== EXTRACT

US insurance leaders push for reform in '99
The US government is being urged to reconsider the rules under which insurance companies are governed.
Faced with international competition on a global playing field, including offshore centres like Bermuda, US insurance leaders call regulatory reform a major imperative for 1999.
Robert Hartwig, vice president and economist for the Insurance Information Institute said "One of Congress' top priorities should be the passage of a financial services modernisation act that would allow any combination of financial services operations housed under one roof.'' Liberty Mutual Group president and CEO Edmund Kelly said: "The highest priority would be significant deregulation.'' William R. Berkley, chairman and CEO of W.R. Berkley Corp., a property/casualty insurance group, was even more direct: "Eliminate rate and form filings.'' These are regulatory filings insurers must make on a state-by-state basis, explains an article published in the January property/casualty edition of Best's Review.

====
== SUPPLIED INFORMATION

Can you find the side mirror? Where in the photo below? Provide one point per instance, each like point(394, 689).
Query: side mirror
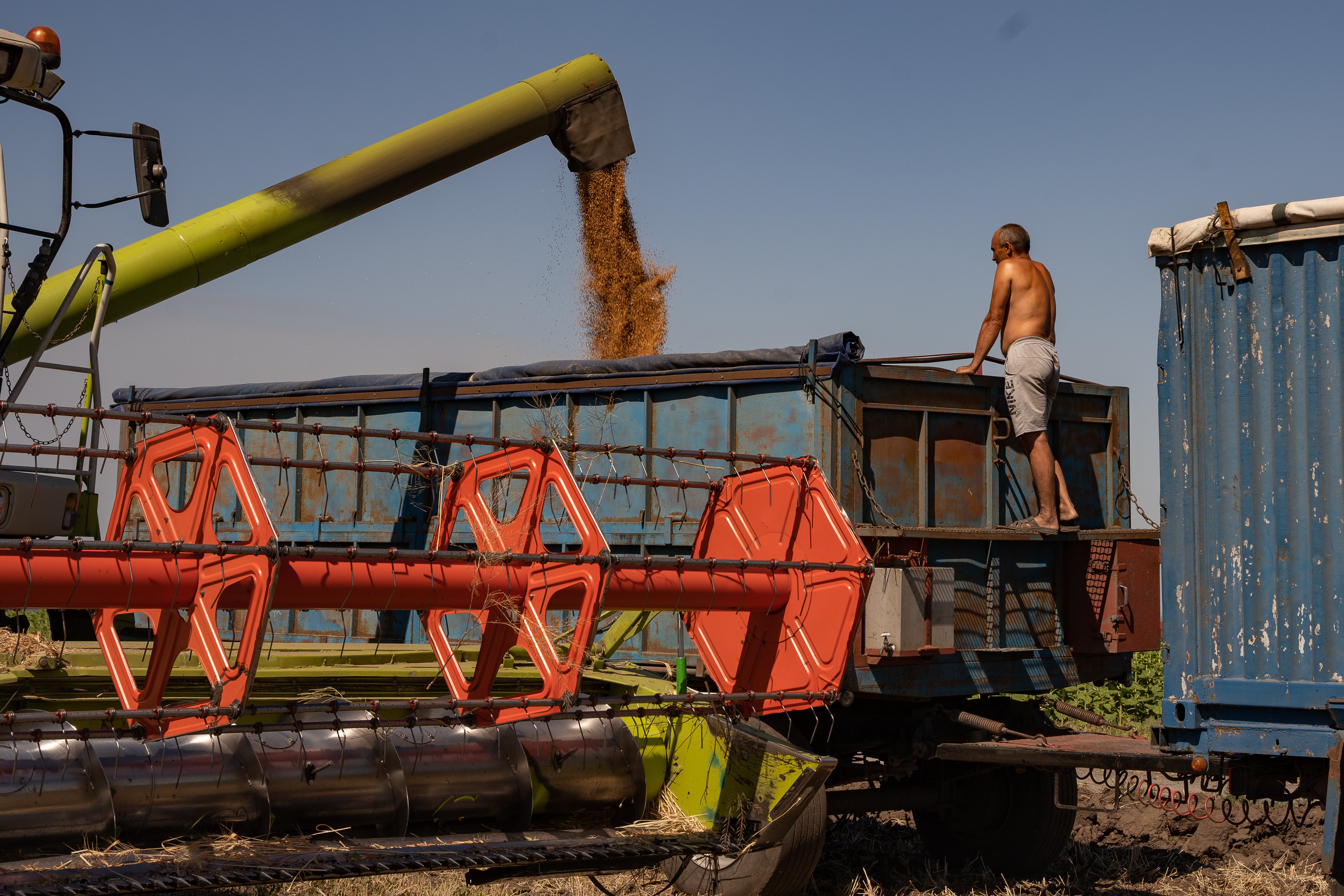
point(150, 174)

====

__PROBLEMS TO WORK ON__.
A: According to the insurance reform article, why are US insurance leaders calling regulatory reform a major imperative for 1999? Answer in one to three sentences.
B: Rewrite the insurance reform article between "Faced with international" and "imperative for 1999.", inclusive, changing "Bermuda" to "the Cayman Islands".
The data is separate material from the insurance reform article.

__TASK-BY-TASK ANSWERS__.
A: They face international competition on a global playing field, including from offshore centers like Bermuda.

B:
Faced with international competition on a global playing field, including offshore centres like the Cayman Islands, US insurance leaders call regulatory reform a major imperative for 1999.